§ THE REQUEST
Copy the listing below, switching "Return" to "Give" everywhere it appears and leaving everything else unchanged.

━━━━━━━━━━━━━━━━━━━━

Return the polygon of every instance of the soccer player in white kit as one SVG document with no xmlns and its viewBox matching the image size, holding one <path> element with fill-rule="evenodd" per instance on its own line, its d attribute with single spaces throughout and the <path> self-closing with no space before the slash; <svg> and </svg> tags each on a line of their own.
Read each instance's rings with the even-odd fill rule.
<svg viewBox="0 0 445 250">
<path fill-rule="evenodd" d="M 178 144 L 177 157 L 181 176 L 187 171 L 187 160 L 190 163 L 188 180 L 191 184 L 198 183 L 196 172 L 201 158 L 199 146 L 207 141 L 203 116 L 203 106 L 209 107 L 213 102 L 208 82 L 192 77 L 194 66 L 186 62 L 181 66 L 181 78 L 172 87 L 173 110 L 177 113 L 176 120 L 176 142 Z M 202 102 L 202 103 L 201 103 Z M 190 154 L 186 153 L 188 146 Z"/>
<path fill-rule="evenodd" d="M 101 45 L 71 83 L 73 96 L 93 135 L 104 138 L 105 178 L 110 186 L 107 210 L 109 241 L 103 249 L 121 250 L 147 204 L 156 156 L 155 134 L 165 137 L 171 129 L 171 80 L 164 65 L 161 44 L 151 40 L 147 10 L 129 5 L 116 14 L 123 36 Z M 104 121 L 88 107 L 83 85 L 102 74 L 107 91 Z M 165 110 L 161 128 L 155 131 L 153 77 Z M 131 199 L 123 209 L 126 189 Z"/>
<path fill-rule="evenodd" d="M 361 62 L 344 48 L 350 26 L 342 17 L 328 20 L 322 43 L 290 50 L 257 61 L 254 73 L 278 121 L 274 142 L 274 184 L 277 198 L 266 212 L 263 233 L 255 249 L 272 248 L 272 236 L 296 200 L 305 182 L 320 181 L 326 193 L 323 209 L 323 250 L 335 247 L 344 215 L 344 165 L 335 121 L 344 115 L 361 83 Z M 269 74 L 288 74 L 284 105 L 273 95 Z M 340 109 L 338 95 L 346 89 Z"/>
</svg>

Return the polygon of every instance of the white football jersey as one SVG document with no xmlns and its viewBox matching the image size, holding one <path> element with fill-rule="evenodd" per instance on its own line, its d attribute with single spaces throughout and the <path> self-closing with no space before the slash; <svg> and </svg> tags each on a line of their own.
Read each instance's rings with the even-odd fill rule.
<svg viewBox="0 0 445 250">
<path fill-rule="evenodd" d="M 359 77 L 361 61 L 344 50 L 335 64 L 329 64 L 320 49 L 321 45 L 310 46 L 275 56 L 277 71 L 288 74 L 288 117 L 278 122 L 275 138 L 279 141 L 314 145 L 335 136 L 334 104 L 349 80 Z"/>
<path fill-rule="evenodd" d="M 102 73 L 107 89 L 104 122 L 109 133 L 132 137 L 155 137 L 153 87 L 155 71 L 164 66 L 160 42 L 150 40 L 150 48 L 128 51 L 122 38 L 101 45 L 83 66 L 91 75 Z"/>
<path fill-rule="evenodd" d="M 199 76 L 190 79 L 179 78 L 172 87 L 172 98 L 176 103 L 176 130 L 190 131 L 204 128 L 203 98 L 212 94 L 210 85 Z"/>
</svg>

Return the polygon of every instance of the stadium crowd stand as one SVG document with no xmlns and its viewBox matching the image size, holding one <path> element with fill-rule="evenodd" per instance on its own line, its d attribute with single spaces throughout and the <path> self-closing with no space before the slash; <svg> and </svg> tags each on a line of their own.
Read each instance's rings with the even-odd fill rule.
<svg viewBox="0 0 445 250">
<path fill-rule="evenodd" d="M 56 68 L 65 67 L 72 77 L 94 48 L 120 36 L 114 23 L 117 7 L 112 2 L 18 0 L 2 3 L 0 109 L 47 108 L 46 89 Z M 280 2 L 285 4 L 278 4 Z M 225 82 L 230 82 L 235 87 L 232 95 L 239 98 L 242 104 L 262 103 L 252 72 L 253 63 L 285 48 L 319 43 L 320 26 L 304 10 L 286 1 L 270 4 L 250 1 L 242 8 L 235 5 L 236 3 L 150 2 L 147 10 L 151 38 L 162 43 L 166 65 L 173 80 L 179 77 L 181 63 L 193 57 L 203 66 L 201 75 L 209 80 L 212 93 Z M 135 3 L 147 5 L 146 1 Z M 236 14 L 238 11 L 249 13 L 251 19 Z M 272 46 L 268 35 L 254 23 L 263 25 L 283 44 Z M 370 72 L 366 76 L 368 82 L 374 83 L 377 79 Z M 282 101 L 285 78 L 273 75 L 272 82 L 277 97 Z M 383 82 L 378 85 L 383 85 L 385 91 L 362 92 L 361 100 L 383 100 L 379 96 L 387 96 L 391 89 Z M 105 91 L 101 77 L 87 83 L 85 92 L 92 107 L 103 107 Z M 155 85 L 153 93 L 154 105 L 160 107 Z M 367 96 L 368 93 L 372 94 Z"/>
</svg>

━━━━━━━━━━━━━━━━━━━━

§ EXERCISE SOLUTION
Give the polygon of every instance of the soccer player in white kit as one SVG document with no xmlns and its viewBox matching the image size, holding one <path> element with fill-rule="evenodd" per instance on its own line, its d attribute with single spaces throughout and the <path> self-closing with no space before the slash; <svg> and </svg> tags each on a line of their own.
Read each instance's rings with the even-odd fill rule.
<svg viewBox="0 0 445 250">
<path fill-rule="evenodd" d="M 178 144 L 177 157 L 181 176 L 187 171 L 187 160 L 190 163 L 188 180 L 191 184 L 198 183 L 196 172 L 201 158 L 199 146 L 207 141 L 203 116 L 203 106 L 209 107 L 213 102 L 208 82 L 192 77 L 194 66 L 186 62 L 181 66 L 181 78 L 172 87 L 173 110 L 177 113 L 176 120 L 176 142 Z M 202 102 L 202 103 L 201 103 Z M 190 154 L 186 153 L 188 146 Z"/>
<path fill-rule="evenodd" d="M 101 45 L 71 83 L 73 96 L 93 135 L 104 138 L 105 178 L 110 186 L 107 210 L 109 241 L 103 249 L 121 250 L 147 204 L 156 156 L 155 134 L 165 137 L 171 129 L 171 80 L 164 65 L 161 44 L 151 40 L 147 10 L 129 5 L 116 14 L 123 36 Z M 104 121 L 88 107 L 83 85 L 102 74 L 107 91 Z M 165 110 L 161 128 L 155 131 L 153 77 Z M 131 199 L 123 209 L 126 189 Z"/>
<path fill-rule="evenodd" d="M 361 62 L 344 48 L 350 26 L 342 17 L 328 20 L 322 43 L 290 50 L 257 61 L 254 73 L 278 121 L 274 142 L 274 184 L 277 198 L 266 212 L 263 233 L 255 249 L 272 248 L 272 236 L 296 200 L 305 182 L 320 181 L 326 193 L 323 209 L 323 250 L 335 247 L 344 215 L 344 165 L 335 121 L 344 115 L 361 83 Z M 269 74 L 288 74 L 284 105 L 273 95 Z M 340 109 L 338 95 L 346 89 Z"/>
</svg>

Give the polygon of every instance of the white football jersey as one SVG document with no xmlns and its viewBox matching the image size, holding one <path> element with fill-rule="evenodd" per instance on its own line, its d attribute with single spaces throughout and the <path> self-closing with no space before the slash; <svg> and </svg> tags each on a line of their own.
Read each instance's rings with the even-odd fill rule.
<svg viewBox="0 0 445 250">
<path fill-rule="evenodd" d="M 359 77 L 361 61 L 344 50 L 335 64 L 329 64 L 320 49 L 321 45 L 310 46 L 275 56 L 277 71 L 288 74 L 288 117 L 278 122 L 275 138 L 279 141 L 314 145 L 335 136 L 334 104 L 349 80 Z"/>
<path fill-rule="evenodd" d="M 102 73 L 107 89 L 104 122 L 109 133 L 132 137 L 155 137 L 153 87 L 155 71 L 164 66 L 160 42 L 150 40 L 150 48 L 128 51 L 122 38 L 101 45 L 83 66 L 91 75 Z"/>
<path fill-rule="evenodd" d="M 199 76 L 190 79 L 179 78 L 172 87 L 172 98 L 176 103 L 176 130 L 190 131 L 204 128 L 203 98 L 212 94 L 210 85 Z"/>
</svg>

Give the polygon of every instance of the stadium crowd stand as one SVG document with no xmlns and its viewBox matching the image size, holding one <path> element with fill-rule="evenodd" per instance on its own line, its d attribute with single spaces throughout and the <path> self-closing with no space before the slash; <svg> and </svg> tags each on a line of their own.
Read each instance's rings with the even-odd fill rule.
<svg viewBox="0 0 445 250">
<path fill-rule="evenodd" d="M 56 68 L 65 67 L 72 77 L 94 48 L 120 36 L 114 23 L 117 7 L 112 2 L 18 0 L 2 3 L 0 109 L 47 108 L 46 89 Z M 280 2 L 285 4 L 278 4 Z M 225 82 L 230 82 L 235 87 L 232 95 L 239 98 L 242 104 L 262 103 L 252 72 L 253 63 L 285 48 L 319 43 L 320 26 L 304 10 L 286 1 L 270 4 L 250 1 L 242 8 L 235 5 L 236 3 L 150 2 L 147 10 L 151 38 L 162 43 L 166 65 L 173 80 L 179 77 L 181 63 L 193 57 L 203 66 L 201 75 L 209 80 L 212 93 Z M 135 3 L 147 5 L 146 1 Z M 236 14 L 238 11 L 249 13 L 251 19 Z M 272 46 L 268 35 L 254 23 L 263 25 L 283 44 Z M 370 72 L 366 76 L 368 82 L 374 83 L 377 79 Z M 282 101 L 285 78 L 273 75 L 272 82 L 277 97 Z M 383 82 L 378 85 L 383 85 L 385 91 L 362 92 L 361 100 L 383 100 L 379 96 L 387 96 L 391 89 Z M 105 91 L 101 77 L 87 83 L 85 92 L 92 107 L 103 107 Z M 155 85 L 153 93 L 154 105 L 160 107 Z M 367 96 L 368 93 L 372 94 Z"/>
</svg>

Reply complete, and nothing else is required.